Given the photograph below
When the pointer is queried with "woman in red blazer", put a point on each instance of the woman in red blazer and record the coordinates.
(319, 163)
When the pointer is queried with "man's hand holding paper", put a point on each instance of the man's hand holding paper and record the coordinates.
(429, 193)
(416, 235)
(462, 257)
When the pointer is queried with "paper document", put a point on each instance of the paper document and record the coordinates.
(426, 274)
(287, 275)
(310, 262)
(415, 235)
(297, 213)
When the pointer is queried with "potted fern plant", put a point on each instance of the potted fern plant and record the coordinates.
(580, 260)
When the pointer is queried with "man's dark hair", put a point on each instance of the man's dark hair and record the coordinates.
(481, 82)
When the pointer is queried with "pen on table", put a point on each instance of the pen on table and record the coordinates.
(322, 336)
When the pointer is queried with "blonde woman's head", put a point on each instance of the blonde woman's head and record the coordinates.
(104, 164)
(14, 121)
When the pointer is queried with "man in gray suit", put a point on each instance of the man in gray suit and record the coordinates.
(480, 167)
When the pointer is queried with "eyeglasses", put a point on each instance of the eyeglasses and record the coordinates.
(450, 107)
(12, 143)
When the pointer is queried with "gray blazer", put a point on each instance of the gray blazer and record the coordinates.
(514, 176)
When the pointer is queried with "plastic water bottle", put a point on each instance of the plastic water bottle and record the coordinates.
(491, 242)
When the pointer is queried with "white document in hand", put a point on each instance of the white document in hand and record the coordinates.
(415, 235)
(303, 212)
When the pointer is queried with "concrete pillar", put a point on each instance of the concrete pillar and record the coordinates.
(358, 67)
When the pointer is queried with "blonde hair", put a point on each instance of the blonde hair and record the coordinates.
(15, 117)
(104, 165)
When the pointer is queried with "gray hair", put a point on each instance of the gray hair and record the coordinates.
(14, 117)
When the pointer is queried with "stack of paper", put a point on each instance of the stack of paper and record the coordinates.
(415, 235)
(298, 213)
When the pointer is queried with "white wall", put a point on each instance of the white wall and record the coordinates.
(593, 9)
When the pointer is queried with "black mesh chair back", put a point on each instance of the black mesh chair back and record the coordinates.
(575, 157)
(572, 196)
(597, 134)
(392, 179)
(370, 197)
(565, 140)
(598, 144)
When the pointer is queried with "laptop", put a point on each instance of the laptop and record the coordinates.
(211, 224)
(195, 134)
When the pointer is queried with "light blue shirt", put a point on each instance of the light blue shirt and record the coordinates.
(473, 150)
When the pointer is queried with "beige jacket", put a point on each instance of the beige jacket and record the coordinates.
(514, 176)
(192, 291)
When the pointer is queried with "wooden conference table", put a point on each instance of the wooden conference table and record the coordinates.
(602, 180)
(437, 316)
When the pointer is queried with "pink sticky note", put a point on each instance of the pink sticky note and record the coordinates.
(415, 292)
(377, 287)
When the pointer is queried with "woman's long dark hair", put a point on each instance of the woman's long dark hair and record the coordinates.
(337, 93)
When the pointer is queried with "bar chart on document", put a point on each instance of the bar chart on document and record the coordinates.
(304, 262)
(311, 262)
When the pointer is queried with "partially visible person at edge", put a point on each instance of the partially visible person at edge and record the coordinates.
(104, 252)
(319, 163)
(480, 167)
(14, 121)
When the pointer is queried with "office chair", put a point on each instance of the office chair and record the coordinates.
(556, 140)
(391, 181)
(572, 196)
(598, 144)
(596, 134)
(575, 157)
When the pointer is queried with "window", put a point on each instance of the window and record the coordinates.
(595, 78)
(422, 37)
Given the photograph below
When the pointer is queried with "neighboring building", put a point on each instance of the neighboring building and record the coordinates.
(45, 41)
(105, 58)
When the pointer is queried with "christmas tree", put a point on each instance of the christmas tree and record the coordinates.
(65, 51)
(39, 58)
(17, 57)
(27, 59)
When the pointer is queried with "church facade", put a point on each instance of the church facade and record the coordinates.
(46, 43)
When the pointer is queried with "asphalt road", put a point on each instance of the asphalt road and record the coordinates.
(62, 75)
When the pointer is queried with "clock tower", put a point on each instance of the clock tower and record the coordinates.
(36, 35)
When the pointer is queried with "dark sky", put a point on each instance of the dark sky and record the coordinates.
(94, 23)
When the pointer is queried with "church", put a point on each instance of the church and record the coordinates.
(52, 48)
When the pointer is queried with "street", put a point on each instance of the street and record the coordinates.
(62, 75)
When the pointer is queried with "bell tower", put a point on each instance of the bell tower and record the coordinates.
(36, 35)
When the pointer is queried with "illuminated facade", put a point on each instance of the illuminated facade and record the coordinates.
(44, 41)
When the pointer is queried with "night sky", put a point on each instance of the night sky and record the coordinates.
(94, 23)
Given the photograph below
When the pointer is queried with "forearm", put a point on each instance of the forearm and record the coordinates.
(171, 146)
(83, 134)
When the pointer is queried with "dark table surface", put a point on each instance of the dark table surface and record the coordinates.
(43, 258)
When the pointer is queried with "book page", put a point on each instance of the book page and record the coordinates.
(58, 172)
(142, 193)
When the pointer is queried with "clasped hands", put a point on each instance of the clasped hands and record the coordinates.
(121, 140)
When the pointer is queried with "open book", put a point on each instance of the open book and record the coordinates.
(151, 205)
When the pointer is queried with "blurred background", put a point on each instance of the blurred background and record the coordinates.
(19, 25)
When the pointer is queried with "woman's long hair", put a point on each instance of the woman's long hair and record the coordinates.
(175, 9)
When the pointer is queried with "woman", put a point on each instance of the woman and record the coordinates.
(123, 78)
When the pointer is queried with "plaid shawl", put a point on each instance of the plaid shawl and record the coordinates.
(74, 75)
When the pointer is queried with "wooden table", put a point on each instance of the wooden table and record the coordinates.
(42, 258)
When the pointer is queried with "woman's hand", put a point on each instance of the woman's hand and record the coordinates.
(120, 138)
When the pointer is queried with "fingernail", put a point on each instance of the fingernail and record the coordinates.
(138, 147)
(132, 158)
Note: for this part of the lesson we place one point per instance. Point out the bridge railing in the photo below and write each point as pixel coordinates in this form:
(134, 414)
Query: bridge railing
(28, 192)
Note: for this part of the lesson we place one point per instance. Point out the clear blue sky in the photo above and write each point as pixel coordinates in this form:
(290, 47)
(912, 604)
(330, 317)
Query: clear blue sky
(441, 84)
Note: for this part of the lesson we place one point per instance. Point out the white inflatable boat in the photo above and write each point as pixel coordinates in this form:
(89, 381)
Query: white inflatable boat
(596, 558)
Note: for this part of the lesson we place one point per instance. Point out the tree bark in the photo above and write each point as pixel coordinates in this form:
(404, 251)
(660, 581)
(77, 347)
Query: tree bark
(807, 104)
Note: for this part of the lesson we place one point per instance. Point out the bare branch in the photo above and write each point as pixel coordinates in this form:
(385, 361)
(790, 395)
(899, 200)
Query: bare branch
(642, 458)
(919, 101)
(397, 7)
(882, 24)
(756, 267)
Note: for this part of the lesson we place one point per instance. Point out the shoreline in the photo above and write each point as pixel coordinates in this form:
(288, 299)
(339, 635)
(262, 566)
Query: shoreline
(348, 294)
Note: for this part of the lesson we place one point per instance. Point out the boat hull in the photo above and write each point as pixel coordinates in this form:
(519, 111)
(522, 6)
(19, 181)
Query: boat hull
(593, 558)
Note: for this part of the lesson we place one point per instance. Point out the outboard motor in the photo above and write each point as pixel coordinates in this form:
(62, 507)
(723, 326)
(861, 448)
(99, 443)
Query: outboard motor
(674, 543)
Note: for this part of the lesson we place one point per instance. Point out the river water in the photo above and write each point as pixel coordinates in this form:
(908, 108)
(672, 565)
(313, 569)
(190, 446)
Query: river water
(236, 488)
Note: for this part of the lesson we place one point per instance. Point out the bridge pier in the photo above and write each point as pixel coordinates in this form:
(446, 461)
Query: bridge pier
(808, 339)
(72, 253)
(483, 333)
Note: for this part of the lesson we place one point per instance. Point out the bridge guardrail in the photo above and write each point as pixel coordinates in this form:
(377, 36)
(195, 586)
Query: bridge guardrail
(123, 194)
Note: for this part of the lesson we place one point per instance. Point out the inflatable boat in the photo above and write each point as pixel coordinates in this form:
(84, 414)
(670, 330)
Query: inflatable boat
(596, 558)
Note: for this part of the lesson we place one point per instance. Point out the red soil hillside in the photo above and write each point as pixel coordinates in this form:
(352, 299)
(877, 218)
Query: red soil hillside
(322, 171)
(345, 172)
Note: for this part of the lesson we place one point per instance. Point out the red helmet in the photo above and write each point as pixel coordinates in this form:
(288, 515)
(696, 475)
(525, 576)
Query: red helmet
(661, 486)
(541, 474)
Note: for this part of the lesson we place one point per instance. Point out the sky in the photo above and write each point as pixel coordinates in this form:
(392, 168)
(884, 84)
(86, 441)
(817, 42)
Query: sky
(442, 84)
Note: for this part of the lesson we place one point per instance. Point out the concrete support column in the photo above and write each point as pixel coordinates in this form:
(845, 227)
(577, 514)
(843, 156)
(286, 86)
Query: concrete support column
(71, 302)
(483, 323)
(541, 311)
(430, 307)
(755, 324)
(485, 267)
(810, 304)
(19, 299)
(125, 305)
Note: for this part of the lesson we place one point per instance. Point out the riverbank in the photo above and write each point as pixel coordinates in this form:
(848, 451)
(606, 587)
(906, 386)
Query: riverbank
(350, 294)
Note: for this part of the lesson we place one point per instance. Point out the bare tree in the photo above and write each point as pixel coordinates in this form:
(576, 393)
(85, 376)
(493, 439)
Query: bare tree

++++

Switch "bare tree" to "leafless tree" and give the items again, from the line containing "out the riverbank" through the end of the items, with everything else unchanged.

**Task response:**
Note: for this part of the lesson we place one point per instance. Point out the riverbank in the photo above and write each point as pixel coordinates in this form:
(848, 451)
(606, 587)
(906, 386)
Query: riverbank
(350, 294)
Note: for this part of the lesson we place one point per instance. Point out the leafless tree in the photo above and write each point as pixel coordinates in this form:
(576, 393)
(85, 376)
(493, 439)
Query: leafless tree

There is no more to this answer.